▶ [Directive]
Please count the rows below that contain the string "kepi", with case counting, and give only the number.

▶ [Data provided]
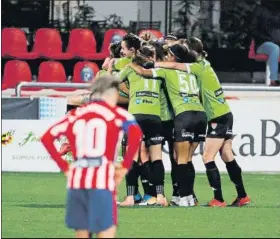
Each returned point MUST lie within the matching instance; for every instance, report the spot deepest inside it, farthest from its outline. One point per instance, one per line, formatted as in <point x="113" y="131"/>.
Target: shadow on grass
<point x="252" y="206"/>
<point x="41" y="206"/>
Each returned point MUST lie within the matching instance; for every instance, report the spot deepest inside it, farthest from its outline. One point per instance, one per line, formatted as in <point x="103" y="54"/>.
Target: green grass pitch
<point x="33" y="206"/>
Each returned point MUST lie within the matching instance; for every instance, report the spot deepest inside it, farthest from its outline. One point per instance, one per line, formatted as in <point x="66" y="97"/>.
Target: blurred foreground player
<point x="94" y="131"/>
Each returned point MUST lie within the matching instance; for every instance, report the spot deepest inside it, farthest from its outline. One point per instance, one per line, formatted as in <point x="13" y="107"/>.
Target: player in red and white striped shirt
<point x="94" y="131"/>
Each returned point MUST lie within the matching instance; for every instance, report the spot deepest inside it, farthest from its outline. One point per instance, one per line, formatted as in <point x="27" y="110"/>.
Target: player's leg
<point x="154" y="141"/>
<point x="174" y="165"/>
<point x="184" y="128"/>
<point x="132" y="180"/>
<point x="145" y="174"/>
<point x="102" y="213"/>
<point x="185" y="191"/>
<point x="77" y="212"/>
<point x="216" y="135"/>
<point x="234" y="170"/>
<point x="167" y="132"/>
<point x="157" y="172"/>
<point x="82" y="234"/>
<point x="191" y="169"/>
<point x="109" y="233"/>
<point x="199" y="137"/>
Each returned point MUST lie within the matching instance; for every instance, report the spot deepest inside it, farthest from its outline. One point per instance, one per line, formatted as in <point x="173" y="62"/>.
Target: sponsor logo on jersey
<point x="221" y="100"/>
<point x="214" y="125"/>
<point x="147" y="102"/>
<point x="147" y="93"/>
<point x="7" y="137"/>
<point x="157" y="138"/>
<point x="186" y="134"/>
<point x="219" y="92"/>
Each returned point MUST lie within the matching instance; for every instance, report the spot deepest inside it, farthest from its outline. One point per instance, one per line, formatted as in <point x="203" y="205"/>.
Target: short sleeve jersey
<point x="212" y="95"/>
<point x="182" y="90"/>
<point x="144" y="93"/>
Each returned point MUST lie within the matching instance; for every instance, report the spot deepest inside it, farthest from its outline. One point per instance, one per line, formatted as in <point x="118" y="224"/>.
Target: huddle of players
<point x="174" y="94"/>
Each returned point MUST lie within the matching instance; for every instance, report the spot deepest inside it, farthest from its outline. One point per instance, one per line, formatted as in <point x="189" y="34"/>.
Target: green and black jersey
<point x="182" y="90"/>
<point x="212" y="95"/>
<point x="144" y="93"/>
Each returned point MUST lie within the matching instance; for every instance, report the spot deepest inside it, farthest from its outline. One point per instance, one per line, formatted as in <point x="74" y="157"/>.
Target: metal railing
<point x="50" y="85"/>
<point x="87" y="85"/>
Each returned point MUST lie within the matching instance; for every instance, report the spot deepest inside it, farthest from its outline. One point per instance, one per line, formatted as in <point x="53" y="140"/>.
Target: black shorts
<point x="151" y="128"/>
<point x="167" y="129"/>
<point x="221" y="127"/>
<point x="190" y="126"/>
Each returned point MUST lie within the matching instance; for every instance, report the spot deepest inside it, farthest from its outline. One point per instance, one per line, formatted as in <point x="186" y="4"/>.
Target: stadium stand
<point x="14" y="44"/>
<point x="82" y="44"/>
<point x="53" y="48"/>
<point x="15" y="71"/>
<point x="79" y="66"/>
<point x="110" y="36"/>
<point x="52" y="71"/>
<point x="154" y="33"/>
<point x="259" y="57"/>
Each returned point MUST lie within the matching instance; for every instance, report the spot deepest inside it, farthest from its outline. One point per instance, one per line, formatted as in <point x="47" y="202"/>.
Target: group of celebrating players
<point x="175" y="96"/>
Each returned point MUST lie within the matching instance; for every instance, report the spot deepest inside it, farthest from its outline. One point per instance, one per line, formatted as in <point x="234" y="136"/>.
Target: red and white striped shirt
<point x="94" y="132"/>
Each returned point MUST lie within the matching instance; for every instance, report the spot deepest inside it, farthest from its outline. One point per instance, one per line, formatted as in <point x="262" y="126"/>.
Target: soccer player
<point x="167" y="122"/>
<point x="94" y="132"/>
<point x="190" y="119"/>
<point x="144" y="104"/>
<point x="220" y="124"/>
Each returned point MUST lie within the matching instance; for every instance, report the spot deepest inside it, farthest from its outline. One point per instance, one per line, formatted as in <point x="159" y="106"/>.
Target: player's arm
<point x="172" y="65"/>
<point x="106" y="63"/>
<point x="79" y="99"/>
<point x="49" y="138"/>
<point x="111" y="66"/>
<point x="193" y="68"/>
<point x="134" y="137"/>
<point x="141" y="70"/>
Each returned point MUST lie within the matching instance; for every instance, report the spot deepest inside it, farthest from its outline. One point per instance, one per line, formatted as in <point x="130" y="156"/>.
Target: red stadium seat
<point x="110" y="36"/>
<point x="48" y="43"/>
<point x="254" y="55"/>
<point x="14" y="44"/>
<point x="82" y="43"/>
<point x="16" y="71"/>
<point x="260" y="57"/>
<point x="77" y="77"/>
<point x="52" y="71"/>
<point x="154" y="33"/>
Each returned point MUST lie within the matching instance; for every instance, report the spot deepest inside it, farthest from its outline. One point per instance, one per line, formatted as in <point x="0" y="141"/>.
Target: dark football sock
<point x="183" y="180"/>
<point x="132" y="179"/>
<point x="214" y="179"/>
<point x="174" y="177"/>
<point x="145" y="173"/>
<point x="157" y="176"/>
<point x="191" y="171"/>
<point x="235" y="174"/>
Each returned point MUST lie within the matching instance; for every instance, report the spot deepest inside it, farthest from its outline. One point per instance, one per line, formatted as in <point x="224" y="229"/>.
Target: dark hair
<point x="115" y="49"/>
<point x="158" y="49"/>
<point x="103" y="84"/>
<point x="143" y="54"/>
<point x="132" y="41"/>
<point x="180" y="52"/>
<point x="196" y="45"/>
<point x="171" y="36"/>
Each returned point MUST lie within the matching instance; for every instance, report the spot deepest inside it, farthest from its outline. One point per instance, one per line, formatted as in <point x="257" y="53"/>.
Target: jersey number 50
<point x="188" y="86"/>
<point x="90" y="137"/>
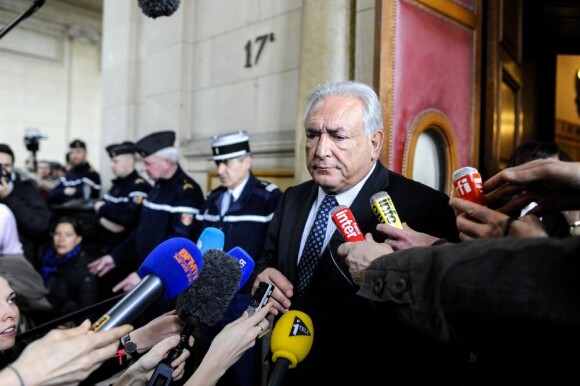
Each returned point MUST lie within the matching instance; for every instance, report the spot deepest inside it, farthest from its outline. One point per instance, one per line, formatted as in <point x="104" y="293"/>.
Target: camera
<point x="32" y="139"/>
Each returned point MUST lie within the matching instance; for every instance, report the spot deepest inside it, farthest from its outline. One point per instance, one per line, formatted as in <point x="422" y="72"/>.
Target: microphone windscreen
<point x="246" y="263"/>
<point x="156" y="8"/>
<point x="211" y="238"/>
<point x="207" y="299"/>
<point x="292" y="337"/>
<point x="177" y="262"/>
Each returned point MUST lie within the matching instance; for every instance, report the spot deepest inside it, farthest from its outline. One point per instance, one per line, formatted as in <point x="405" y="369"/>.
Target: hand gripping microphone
<point x="210" y="238"/>
<point x="291" y="341"/>
<point x="202" y="304"/>
<point x="346" y="224"/>
<point x="168" y="270"/>
<point x="156" y="8"/>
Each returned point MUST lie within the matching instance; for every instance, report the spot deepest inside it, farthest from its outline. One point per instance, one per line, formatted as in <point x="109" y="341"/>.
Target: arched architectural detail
<point x="434" y="127"/>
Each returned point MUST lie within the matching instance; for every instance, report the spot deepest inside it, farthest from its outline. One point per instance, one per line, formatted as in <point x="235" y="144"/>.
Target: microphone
<point x="202" y="304"/>
<point x="346" y="224"/>
<point x="168" y="270"/>
<point x="246" y="263"/>
<point x="384" y="209"/>
<point x="210" y="238"/>
<point x="291" y="341"/>
<point x="156" y="8"/>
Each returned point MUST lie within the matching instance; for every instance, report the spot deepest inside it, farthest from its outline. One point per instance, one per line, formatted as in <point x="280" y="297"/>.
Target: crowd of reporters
<point x="477" y="303"/>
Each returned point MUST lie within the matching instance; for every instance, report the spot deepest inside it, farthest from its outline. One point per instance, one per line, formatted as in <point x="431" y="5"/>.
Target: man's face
<point x="155" y="167"/>
<point x="7" y="165"/>
<point x="233" y="171"/>
<point x="77" y="156"/>
<point x="338" y="154"/>
<point x="43" y="170"/>
<point x="122" y="165"/>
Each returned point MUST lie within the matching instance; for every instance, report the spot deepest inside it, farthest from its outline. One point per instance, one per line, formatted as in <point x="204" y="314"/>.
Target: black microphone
<point x="202" y="304"/>
<point x="156" y="8"/>
<point x="168" y="270"/>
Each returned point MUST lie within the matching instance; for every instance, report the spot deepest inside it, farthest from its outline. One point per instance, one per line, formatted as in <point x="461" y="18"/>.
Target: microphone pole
<point x="44" y="328"/>
<point x="23" y="15"/>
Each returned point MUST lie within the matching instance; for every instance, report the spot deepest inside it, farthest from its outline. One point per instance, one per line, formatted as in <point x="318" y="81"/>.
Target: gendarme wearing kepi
<point x="116" y="149"/>
<point x="154" y="142"/>
<point x="230" y="145"/>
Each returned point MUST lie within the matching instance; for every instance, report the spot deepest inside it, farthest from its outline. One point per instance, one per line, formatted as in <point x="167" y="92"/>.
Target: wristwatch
<point x="129" y="345"/>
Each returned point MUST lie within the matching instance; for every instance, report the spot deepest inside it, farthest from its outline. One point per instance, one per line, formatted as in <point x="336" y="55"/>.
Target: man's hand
<point x="66" y="357"/>
<point x="405" y="238"/>
<point x="359" y="255"/>
<point x="111" y="226"/>
<point x="102" y="265"/>
<point x="283" y="289"/>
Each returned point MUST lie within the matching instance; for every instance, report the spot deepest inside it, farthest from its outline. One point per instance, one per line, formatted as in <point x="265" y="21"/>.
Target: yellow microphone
<point x="290" y="342"/>
<point x="384" y="209"/>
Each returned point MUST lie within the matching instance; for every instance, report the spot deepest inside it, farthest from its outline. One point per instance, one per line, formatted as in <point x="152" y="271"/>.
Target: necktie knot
<point x="314" y="243"/>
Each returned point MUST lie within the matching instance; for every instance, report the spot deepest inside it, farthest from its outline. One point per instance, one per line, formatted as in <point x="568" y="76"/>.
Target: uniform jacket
<point x="168" y="211"/>
<point x="77" y="177"/>
<point x="246" y="221"/>
<point x="122" y="206"/>
<point x="344" y="323"/>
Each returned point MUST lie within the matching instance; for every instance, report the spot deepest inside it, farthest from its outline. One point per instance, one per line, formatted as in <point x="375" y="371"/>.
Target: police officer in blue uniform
<point x="81" y="182"/>
<point x="117" y="214"/>
<point x="242" y="208"/>
<point x="168" y="211"/>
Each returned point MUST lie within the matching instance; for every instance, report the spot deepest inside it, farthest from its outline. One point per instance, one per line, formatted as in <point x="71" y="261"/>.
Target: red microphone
<point x="345" y="222"/>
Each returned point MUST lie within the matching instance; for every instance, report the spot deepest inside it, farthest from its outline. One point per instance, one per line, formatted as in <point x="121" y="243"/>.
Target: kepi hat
<point x="116" y="149"/>
<point x="154" y="142"/>
<point x="77" y="144"/>
<point x="230" y="145"/>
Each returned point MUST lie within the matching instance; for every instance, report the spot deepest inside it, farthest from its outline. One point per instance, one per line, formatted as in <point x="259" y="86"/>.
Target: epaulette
<point x="187" y="185"/>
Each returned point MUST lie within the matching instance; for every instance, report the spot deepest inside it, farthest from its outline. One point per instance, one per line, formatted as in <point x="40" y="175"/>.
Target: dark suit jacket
<point x="513" y="301"/>
<point x="346" y="327"/>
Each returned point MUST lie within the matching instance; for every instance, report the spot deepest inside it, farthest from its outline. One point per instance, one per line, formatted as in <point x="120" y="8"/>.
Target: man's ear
<point x="376" y="143"/>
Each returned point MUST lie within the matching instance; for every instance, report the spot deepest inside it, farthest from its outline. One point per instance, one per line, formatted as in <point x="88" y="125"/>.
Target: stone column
<point x="326" y="55"/>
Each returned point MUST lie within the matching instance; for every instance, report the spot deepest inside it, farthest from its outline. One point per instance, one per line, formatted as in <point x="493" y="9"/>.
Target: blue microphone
<point x="210" y="238"/>
<point x="168" y="270"/>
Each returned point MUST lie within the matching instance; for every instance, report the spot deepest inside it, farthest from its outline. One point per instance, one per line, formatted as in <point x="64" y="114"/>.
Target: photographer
<point x="81" y="177"/>
<point x="21" y="195"/>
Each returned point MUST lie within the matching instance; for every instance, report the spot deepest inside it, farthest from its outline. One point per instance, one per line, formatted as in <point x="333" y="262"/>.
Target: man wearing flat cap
<point x="168" y="211"/>
<point x="242" y="208"/>
<point x="79" y="180"/>
<point x="118" y="212"/>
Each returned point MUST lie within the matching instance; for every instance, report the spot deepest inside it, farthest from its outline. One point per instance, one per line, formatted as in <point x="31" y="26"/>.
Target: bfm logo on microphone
<point x="299" y="328"/>
<point x="187" y="262"/>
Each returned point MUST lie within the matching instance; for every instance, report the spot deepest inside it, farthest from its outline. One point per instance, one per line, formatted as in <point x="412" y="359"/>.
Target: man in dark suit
<point x="344" y="135"/>
<point x="513" y="300"/>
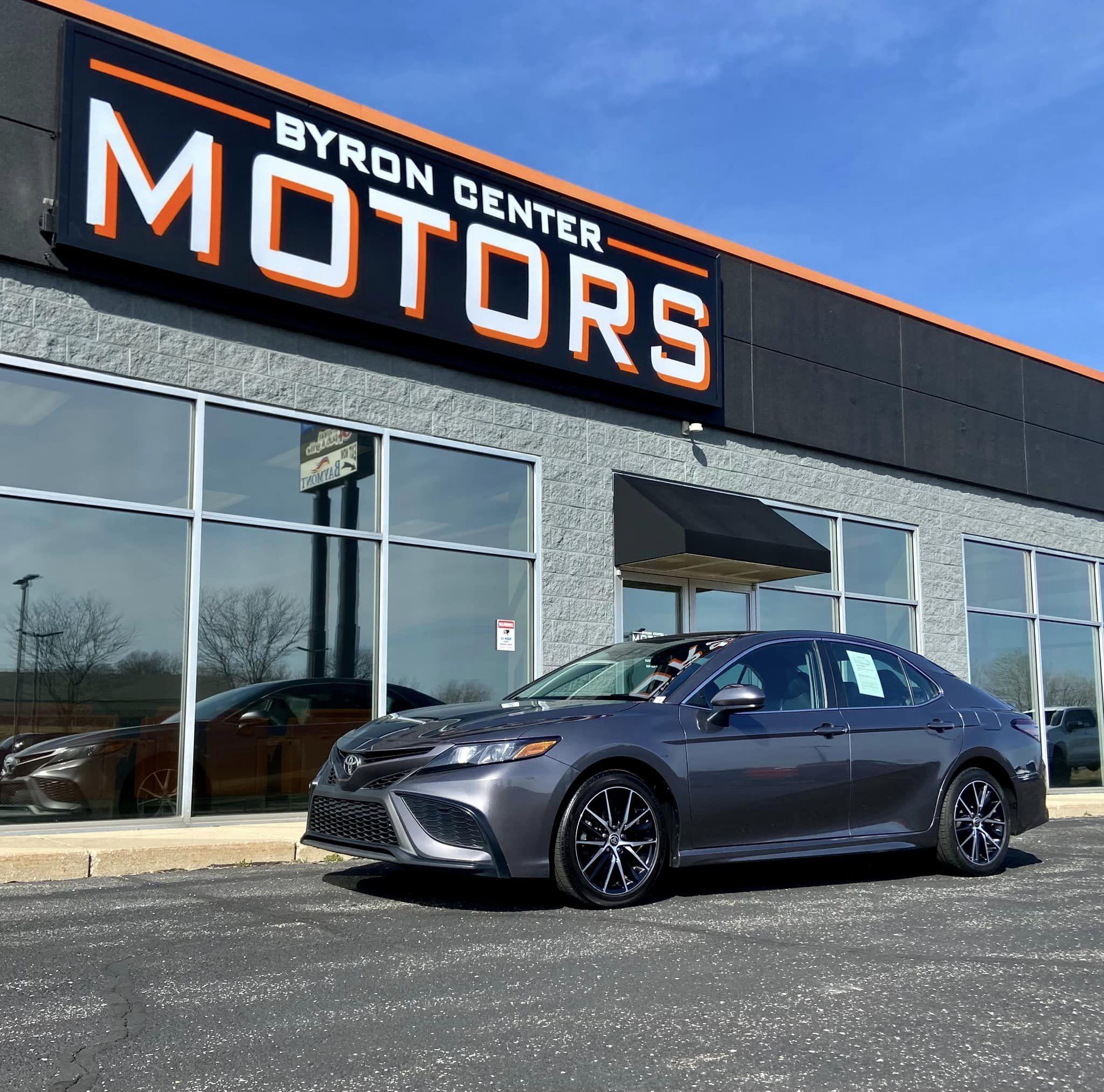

▶ [Solution]
2